- **INSTRUCTIONS TO FOLLOW**: Print exactly the lines from the line with "Target: white column" to the last line of the data, please, both included.
═══ DATASET RECORDS ═══
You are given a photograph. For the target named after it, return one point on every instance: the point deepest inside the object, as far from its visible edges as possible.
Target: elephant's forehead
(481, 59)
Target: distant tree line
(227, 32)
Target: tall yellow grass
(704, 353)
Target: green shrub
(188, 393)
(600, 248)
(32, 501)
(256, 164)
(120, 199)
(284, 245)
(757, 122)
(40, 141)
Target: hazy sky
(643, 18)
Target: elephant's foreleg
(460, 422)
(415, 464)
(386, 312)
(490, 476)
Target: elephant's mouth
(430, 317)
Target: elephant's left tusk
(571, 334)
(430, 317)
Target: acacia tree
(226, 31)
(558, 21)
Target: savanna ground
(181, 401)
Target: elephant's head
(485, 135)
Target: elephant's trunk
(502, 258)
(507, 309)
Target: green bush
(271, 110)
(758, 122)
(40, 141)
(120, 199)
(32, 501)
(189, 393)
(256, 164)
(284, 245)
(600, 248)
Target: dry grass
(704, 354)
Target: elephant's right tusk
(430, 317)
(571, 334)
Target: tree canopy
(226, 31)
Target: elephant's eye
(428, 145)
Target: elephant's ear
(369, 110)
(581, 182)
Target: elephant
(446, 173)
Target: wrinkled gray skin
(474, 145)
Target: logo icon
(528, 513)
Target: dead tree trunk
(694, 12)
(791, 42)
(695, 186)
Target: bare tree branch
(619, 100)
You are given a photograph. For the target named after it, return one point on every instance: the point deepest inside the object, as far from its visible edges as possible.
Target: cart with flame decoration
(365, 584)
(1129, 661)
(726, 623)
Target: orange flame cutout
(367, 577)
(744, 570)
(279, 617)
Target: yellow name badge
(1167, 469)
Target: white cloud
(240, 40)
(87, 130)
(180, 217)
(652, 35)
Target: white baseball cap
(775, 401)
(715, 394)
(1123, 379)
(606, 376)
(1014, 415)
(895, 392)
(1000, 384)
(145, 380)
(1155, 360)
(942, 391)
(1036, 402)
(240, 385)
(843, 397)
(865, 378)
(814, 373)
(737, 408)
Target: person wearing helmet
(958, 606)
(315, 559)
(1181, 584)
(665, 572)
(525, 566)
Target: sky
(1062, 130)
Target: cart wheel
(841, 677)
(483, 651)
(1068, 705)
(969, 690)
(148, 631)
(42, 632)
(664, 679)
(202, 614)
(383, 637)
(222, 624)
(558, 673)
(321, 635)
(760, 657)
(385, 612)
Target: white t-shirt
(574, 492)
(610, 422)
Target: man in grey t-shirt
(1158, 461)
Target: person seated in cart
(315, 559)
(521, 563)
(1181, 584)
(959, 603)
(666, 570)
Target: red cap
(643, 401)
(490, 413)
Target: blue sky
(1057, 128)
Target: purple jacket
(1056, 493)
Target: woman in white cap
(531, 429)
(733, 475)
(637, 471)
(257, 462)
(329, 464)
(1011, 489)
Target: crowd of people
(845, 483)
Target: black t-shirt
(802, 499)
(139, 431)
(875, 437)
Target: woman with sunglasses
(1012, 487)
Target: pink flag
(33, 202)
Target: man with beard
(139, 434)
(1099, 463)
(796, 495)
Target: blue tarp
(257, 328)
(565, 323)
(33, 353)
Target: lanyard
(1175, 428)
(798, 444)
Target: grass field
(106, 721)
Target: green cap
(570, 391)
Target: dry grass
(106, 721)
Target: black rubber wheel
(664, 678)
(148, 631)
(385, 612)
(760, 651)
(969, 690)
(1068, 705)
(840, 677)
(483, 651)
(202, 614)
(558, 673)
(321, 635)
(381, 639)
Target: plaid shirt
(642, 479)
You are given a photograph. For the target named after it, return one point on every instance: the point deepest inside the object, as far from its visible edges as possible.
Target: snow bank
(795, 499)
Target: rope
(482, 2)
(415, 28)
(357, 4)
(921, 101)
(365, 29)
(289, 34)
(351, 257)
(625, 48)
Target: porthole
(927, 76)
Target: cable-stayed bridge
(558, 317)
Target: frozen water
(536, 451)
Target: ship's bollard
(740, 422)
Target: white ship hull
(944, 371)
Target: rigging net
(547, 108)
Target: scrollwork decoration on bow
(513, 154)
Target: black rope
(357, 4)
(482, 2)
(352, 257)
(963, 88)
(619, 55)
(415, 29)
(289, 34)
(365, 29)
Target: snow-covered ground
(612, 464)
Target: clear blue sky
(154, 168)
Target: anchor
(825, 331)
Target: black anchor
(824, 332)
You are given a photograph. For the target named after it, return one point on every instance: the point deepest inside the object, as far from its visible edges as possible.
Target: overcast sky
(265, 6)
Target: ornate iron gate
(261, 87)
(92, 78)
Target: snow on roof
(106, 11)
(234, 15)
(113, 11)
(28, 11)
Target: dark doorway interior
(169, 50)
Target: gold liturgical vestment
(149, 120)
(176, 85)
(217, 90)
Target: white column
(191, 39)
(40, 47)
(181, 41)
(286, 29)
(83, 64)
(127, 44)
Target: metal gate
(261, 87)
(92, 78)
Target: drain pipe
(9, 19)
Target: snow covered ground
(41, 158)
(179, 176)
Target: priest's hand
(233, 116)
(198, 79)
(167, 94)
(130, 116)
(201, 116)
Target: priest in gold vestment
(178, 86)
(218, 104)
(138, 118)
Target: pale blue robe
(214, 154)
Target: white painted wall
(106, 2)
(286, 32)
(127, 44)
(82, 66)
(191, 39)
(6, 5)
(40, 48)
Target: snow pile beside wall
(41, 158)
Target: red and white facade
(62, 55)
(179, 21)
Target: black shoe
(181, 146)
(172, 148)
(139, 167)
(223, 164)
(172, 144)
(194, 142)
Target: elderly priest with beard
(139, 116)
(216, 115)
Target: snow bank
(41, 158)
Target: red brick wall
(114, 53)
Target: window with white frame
═══
- **FINISHED ANSWER**:
Target: white column
(191, 39)
(40, 47)
(181, 41)
(286, 29)
(83, 64)
(127, 44)
Target: metal gate
(261, 87)
(92, 78)
Target: drain pipe
(9, 19)
Target: snow covered ground
(41, 158)
(179, 176)
Target: priest's hand
(233, 116)
(198, 79)
(167, 94)
(130, 116)
(201, 116)
Target: priest in gold vestment
(178, 86)
(218, 104)
(138, 118)
Target: pale blue robe
(214, 154)
Target: white painted wall
(106, 2)
(286, 32)
(127, 44)
(82, 66)
(191, 39)
(6, 5)
(40, 48)
Target: snow pile beside wall
(41, 158)
Target: red and white facade
(62, 55)
(179, 21)
Target: black shoe
(181, 146)
(172, 148)
(139, 167)
(223, 164)
(172, 144)
(194, 142)
Target: elderly priest with beard
(139, 116)
(216, 115)
Target: snow bank
(41, 158)
Target: red brick wall
(114, 53)
Target: window with white frame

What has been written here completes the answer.